Short problem =
Rewrite the material below, substituting "woman's throat" for every occurrence of "woman's neck" and keeping everything else identical.
** Start of Data excerpts **
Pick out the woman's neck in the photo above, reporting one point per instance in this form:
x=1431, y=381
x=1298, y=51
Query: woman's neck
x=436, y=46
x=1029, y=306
** End of Data excerpts **
The solution =
Pick out the woman's throat in the photo above, reporting one point per instance in this form:
x=1431, y=381
x=1298, y=51
Query: woman's throat
x=436, y=46
x=1029, y=306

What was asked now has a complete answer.